The Caching Layer That Made Everything Worse

performance caching architecture consulting

We added Redis to fix slow API responses. Instead we got stale data, thundering herds, and a system that was harder to debug than the original problem.

Last fall I joined a client engagement where the main complaint was simple: the product detail API was too slow. Average response time sat around 2.4 seconds, with P99s touching 6 seconds. The product team was frustrated. The engineering lead's proposed fix was straightforward — put Redis in front of the database. Cache the heavy queries. Ship it.

I've seen this movie before, and it rarely ends at the first act.

The Obvious Fix

The codebase was a Node.js monolith backed by PostgreSQL. Product pages pulled data from five tables: products, pricing, inventory, reviews, and recommendations. Each page load triggered a handful of JOINs, a couple of subqueries, and one particularly ugly aggregation for review scores.

The team's initial approach was reasonable on the surface. They wrapped the main product query in a cache-aside pattern:

async function getProduct(id: string): Promise<Product> {
  const cached = await redis.get(`product:${id}`);
  if (cached) return JSON.parse(cached);
 
  const product = await db.query(PRODUCT_QUERY, [id]);
  await redis.set(`product:${id}`, JSON.stringify(product), 'EX', 3600);
  return product;
}

One hour TTL. Simple key structure. Within a week they had cached most of the hot path. Response times dropped to around 200ms for cache hits. The team celebrated.

Then the bug reports started.

Three Problems Nobody Anticipated

Problem one: stale prices. The pricing team updated product prices through an admin tool that wrote directly to PostgreSQL. Nobody had wired up cache invalidation for that path. Customers were seeing yesterday's prices — sometimes for the full hour until the TTL expired. For a commerce platform processing a few thousand orders per day, this wasn't a minor glitch. One customer bought 200 units of something at a price that had been corrected upward three hours earlier.

Problem two: the thundering herd. The most popular products had cache entries that all expired around the same time (they'd been warmed during a batch process that ran at midnight). When those keys expired, dozens of concurrent requests would all miss the cache simultaneously, all hit the database with that expensive JOIN, and the database would buckle. Response times spiked to 10+ seconds during these windows — worse than before caching existed.

Problem three: debugging got harder. Before caching, the mental model was clean — request comes in, hits the database, returns. Now every bug report required asking "is this the cached version or the live version?" The team started adding cache-busting query parameters for internal testing, which leaked into production URLs through copy-paste. Customer support couldn't reproduce issues because they were seeing different cached states than the customers reporting problems.

What Actually Fixed It

We ripped out the caching layer. Not permanently, but we needed to go back to a known state and fix things in the right order.

First, we fixed the actual query. I ran EXPLAIN ANALYZE on the product query and found what I expected — a sequential scan on the reviews table that had 1.2 million rows with no index on product_id. The recommendations subquery was doing a sort on an unindexed column. Two indexes and a materialized view for the review aggregation brought the uncached query from 2.4 seconds to 180ms.

Brief
Transcribe everything from "The codebase was" down to "The team celebrated." in the post on the caching layer, word for word.

Dataset excerpts
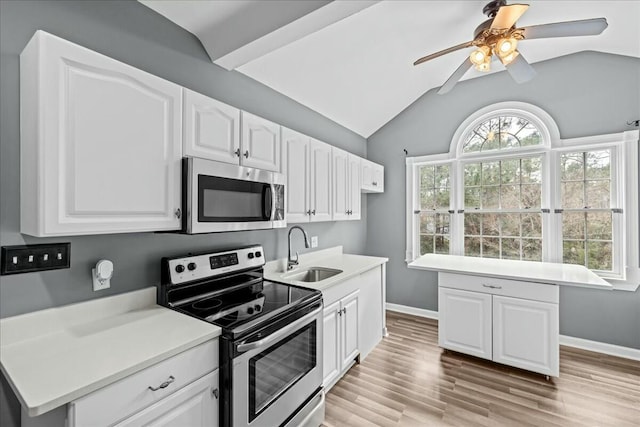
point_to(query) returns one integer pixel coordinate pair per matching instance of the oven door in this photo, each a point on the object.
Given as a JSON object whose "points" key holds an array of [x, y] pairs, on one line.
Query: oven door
{"points": [[223, 197], [274, 375]]}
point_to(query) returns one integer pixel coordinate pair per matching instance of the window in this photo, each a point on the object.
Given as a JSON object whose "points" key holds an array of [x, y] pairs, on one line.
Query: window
{"points": [[511, 188]]}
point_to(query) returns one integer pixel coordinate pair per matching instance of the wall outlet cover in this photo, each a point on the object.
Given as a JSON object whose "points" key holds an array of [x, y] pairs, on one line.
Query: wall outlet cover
{"points": [[32, 258]]}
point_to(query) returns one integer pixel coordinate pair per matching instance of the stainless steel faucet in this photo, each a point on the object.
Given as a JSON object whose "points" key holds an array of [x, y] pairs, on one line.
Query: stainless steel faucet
{"points": [[293, 262]]}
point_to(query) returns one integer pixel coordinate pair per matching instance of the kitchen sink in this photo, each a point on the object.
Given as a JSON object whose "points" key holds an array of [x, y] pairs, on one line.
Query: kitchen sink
{"points": [[312, 274]]}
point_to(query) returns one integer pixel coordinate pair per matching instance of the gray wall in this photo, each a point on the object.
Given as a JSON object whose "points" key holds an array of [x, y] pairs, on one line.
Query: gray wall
{"points": [[587, 94], [134, 34]]}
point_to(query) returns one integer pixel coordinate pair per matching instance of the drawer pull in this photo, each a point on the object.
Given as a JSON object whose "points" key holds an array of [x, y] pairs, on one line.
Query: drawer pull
{"points": [[164, 384]]}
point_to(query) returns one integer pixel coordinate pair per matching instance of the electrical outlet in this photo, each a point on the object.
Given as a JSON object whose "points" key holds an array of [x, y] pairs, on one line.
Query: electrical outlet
{"points": [[30, 258]]}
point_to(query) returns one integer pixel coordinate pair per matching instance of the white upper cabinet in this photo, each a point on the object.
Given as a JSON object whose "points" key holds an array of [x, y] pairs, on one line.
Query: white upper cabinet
{"points": [[346, 185], [100, 143], [260, 146], [372, 177], [307, 164], [211, 128], [320, 181]]}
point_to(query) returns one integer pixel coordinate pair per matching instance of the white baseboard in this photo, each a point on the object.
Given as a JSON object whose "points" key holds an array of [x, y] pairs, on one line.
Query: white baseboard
{"points": [[420, 312], [601, 347], [596, 346]]}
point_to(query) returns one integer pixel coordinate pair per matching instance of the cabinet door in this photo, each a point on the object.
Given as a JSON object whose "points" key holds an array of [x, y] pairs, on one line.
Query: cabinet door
{"points": [[260, 140], [211, 128], [350, 332], [331, 344], [100, 145], [354, 187], [320, 181], [525, 334], [340, 189], [295, 148], [464, 322], [195, 405]]}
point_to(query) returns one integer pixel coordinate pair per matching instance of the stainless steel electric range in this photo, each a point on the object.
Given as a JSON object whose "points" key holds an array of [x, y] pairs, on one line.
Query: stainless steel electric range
{"points": [[271, 343]]}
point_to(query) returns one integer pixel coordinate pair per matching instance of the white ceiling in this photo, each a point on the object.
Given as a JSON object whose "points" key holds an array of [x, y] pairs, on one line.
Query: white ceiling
{"points": [[351, 61]]}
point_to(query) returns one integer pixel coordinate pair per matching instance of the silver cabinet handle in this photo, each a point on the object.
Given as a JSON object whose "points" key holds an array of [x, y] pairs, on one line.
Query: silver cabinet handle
{"points": [[164, 384]]}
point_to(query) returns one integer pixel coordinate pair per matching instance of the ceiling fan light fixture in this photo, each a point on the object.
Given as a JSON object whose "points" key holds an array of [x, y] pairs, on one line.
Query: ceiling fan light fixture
{"points": [[506, 46], [485, 66], [480, 55], [507, 59]]}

Solution
The codebase was a Node.js monolith backed by PostgreSQL. Product pages pulled data from five tables: products, pricing, inventory, reviews, and recommendations. Each page load triggered a handful of JOINs, a couple of subqueries, and one particularly ugly aggregation for review scores.

The team's initial approach was reasonable on the surface. They wrapped the main product query in a cache-aside pattern:

async function getProduct(id: string): Promise<Product> {
  const cached = await redis.get(`product:${id}`);
  if (cached) return JSON.parse(cached);
 
  const product = await db.query(PRODUCT_QUERY, [id]);
  await redis.set(`product:${id}`, JSON.stringify(product), 'EX', 3600);
  return product;
}

One hour TTL. Simple key structure. Within a week they had cached most of the hot path. Response times dropped to around 200ms for cache hits. The team celebrated.